• Description of the task:
Copy all of the data that follows without altering a word.

• Material supplied:

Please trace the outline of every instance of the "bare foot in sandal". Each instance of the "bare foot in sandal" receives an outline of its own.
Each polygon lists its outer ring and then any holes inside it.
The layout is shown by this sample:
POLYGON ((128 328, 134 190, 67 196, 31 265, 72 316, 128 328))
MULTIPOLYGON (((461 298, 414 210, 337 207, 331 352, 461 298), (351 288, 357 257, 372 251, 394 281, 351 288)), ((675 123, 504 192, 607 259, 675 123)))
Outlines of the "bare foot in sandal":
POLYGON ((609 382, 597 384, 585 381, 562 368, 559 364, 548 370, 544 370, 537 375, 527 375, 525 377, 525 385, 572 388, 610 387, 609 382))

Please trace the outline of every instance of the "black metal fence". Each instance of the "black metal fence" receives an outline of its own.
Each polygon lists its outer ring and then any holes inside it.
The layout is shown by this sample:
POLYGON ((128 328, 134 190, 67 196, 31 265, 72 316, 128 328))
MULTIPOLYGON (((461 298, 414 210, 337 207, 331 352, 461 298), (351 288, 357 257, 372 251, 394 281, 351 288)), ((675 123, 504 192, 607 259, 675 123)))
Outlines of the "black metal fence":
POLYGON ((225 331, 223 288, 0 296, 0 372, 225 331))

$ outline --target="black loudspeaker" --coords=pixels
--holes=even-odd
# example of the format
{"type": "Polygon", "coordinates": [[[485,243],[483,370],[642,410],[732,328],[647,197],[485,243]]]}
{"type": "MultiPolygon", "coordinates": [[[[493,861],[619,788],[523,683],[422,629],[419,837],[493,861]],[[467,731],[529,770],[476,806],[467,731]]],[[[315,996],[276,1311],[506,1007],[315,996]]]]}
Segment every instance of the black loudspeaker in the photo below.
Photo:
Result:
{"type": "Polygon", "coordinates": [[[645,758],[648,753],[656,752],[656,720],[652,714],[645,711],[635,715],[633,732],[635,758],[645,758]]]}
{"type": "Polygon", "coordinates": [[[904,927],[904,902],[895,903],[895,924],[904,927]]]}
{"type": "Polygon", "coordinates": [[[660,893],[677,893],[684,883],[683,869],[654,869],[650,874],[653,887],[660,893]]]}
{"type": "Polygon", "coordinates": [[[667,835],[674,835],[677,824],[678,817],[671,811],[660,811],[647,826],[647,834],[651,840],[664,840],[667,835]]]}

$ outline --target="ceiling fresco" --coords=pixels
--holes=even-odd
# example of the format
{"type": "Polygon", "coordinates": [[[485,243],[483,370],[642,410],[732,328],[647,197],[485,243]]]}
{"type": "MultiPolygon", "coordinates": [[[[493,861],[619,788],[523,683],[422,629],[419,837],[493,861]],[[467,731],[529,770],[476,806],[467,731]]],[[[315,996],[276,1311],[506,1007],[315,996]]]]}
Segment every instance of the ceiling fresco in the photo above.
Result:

• Expected output:
Please trace the outline of every instance of the "bare foot in sandal". Each instance of the "bare foot in sandal" receives an outline of its own.
Each polygon lists its outer ring and then any holes inside it.
The layout is shown by this sample:
POLYGON ((128 328, 134 190, 67 196, 31 265, 72 316, 128 328))
MULTIPOLYGON (((461 298, 414 210, 337 207, 331 352, 461 298), (351 288, 357 257, 372 251, 394 281, 351 288)), ((675 123, 504 192, 607 259, 675 123)))
Outlines of the "bare foot in sandal":
POLYGON ((609 382, 597 384, 585 381, 562 368, 559 364, 548 370, 544 370, 537 375, 527 375, 525 377, 525 385, 572 388, 610 387, 609 382))

Please trace the outline of every instance of the "black metal fence". Each instance of the "black metal fence" receives an outline of its own.
Each polygon lists its outer ring and then any holes inside it.
The layout is shown by this sample:
POLYGON ((128 328, 134 190, 67 196, 31 265, 72 316, 128 328))
MULTIPOLYGON (((461 298, 414 210, 337 207, 331 352, 461 298), (351 288, 357 257, 372 251, 394 281, 351 288)), ((675 123, 504 192, 607 259, 675 123)))
Outlines of the "black metal fence":
POLYGON ((225 331, 223 288, 0 296, 0 372, 225 331))

$ outline --target="black loudspeaker" --coords=pixels
--holes=even-odd
# example of the format
{"type": "Polygon", "coordinates": [[[485,243],[483,370],[642,410],[732,328],[647,197],[485,243]]]}
{"type": "MultiPolygon", "coordinates": [[[[493,861],[619,788],[523,683],[422,629],[419,837],[493,861]],[[467,731],[529,770],[476,806],[467,731]]],[[[315,996],[276,1311],[506,1007],[315,996]]]]}
Segment every instance of the black loudspeaker in the photo below.
Photo:
Result:
{"type": "Polygon", "coordinates": [[[645,758],[648,753],[656,752],[656,720],[652,714],[645,711],[635,715],[633,732],[635,758],[645,758]]]}
{"type": "Polygon", "coordinates": [[[904,927],[904,902],[895,903],[895,924],[904,927]]]}
{"type": "Polygon", "coordinates": [[[660,893],[677,893],[684,883],[683,869],[654,869],[650,874],[653,887],[660,893]]]}
{"type": "Polygon", "coordinates": [[[667,835],[674,835],[677,824],[678,817],[671,811],[660,811],[647,826],[647,834],[651,840],[664,840],[667,835]]]}

$ outline --target="ceiling fresco" --coords=pixels
--holes=even-odd
# example of the format
{"type": "Polygon", "coordinates": [[[485,243],[483,370],[642,410],[732,328],[647,197],[485,243]]]}
{"type": "MultiPolygon", "coordinates": [[[[493,861],[619,788],[523,683],[422,629],[419,837],[493,861]],[[467,731],[529,770],[476,806],[467,731]]],[[[315,996],[276,1311],[506,1007],[315,996]]]]}
Segment every instance of the ceiling fresco in the photo above.
Result:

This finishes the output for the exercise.